Short task ::
Reproduce the text on Texas Proposition 2 and home-equity loans in full, word for word.

Document ::
++++
On November 7, 2016, Texas voters passed Proposition 2, which amends several familiar requirements for home-equity loans under Article XVI, Section 50 of the Texas Constitution, and which bids adieu to the old adage: “once a home-equity loan, always a home-equity loan.” Passage of Proposition 2 marks the first significant changes to the home-equity provisions of the Texas Constitution in over 14 years.
The amendments become effective on January 1, 2018, and will apply to all home-equity loans originated on or after that date. Home-equity loans originated before January 1, 2018, will continue to be governed by the version of the Texas Constitution in existence at the time of those loans’ respective originations. The following provides a list of the constitutional provisions being amended and a summary of the substantive amendments made by Proposition 2:
- Fee Cap under Section 50(a)(6)(E). Amends the limit on fees that a borrower may be charged on a home-equity loan from 3 percent to 2 percent, but expressly excludes bona fide discount points and the following fees from being included in the 2-percent calculation: appraisal fees; survey fees; and either title premiums or title examination charges in lieu of a title policy if less than the title premiums.
++++
Records supplied ::
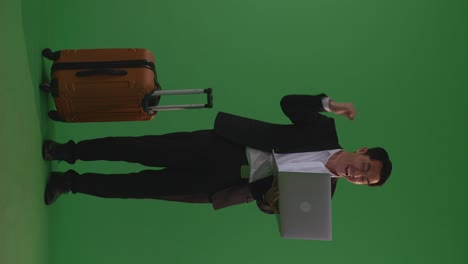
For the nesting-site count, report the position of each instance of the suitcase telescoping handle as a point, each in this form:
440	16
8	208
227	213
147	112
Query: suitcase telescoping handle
209	99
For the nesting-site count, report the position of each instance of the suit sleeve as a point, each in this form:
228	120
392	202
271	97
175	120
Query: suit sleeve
302	109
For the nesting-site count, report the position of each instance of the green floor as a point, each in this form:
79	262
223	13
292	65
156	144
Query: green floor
403	64
24	221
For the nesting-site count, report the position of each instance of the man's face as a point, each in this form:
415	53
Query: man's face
358	168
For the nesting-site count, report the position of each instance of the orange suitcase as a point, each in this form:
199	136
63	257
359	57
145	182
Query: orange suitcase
99	85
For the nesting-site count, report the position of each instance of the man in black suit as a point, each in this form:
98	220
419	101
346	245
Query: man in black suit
205	166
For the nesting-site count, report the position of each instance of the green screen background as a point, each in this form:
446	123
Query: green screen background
402	63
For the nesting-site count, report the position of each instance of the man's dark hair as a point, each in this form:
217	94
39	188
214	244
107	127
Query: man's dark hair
381	155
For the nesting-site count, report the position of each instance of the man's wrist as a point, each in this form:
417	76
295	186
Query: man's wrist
326	103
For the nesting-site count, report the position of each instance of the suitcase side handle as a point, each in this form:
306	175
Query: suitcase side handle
157	94
101	72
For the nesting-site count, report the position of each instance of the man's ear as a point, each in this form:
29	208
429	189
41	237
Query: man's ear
362	150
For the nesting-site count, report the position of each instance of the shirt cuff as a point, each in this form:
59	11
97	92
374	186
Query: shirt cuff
326	103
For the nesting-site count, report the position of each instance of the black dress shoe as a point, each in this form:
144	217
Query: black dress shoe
52	150
58	184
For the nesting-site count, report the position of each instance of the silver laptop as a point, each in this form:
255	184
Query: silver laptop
305	205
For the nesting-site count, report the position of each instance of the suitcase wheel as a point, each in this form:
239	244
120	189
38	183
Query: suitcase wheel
45	87
49	54
54	115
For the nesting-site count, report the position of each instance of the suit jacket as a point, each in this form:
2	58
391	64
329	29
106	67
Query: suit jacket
309	131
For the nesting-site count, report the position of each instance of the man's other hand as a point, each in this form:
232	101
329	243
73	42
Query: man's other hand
272	196
344	109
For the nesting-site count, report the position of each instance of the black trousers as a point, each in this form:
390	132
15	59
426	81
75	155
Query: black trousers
196	164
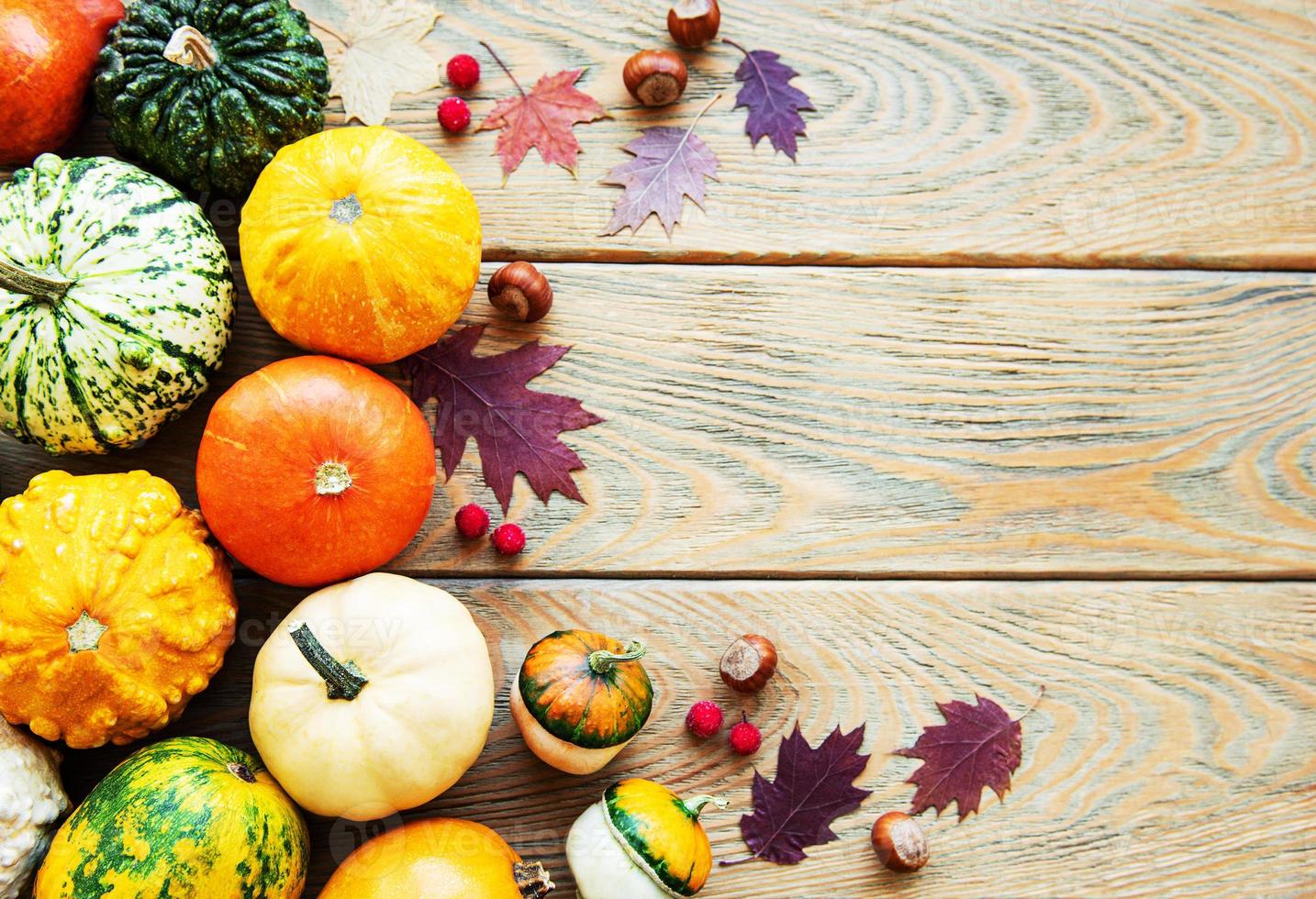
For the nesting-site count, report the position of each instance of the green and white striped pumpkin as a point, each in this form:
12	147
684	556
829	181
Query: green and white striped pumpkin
116	305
++++
Output below ::
On November 7, 2016, Texas voters passed Proposition 2, which amends several familiar requirements for home-equity loans under Article XVI, Section 50 of the Texas Constitution, and which bids adieu to the old adage: “once a home-equity loan, always a home-equity loan.” Passage of Proposition 2 marks the first significant changes to the home-equity provisions of the Texas Constitution in over 14 years.
The amendments become effective on January 1, 2018, and will apply to all home-equity loans originated on or after that date. Home-equity loans originated before January 1, 2018, will continue to be governed by the version of the Texas Constitution in existence at the time of those loans’ respective originations. The following provides a list of the constitutional provisions being amended and a summary of the substantive amendments made by Proposition 2:
- Fee Cap under Section 50(a)(6)(E). Amends the limit on fees that a borrower may be charged on a home-equity loan from 3 percent to 2 percent, but expressly excludes bona fide discount points and the following fees from being included in the 2-percent calculation: appraisal fees; survey fees; and either title premiums or title examination charges in lieu of a title policy if less than the title premiums.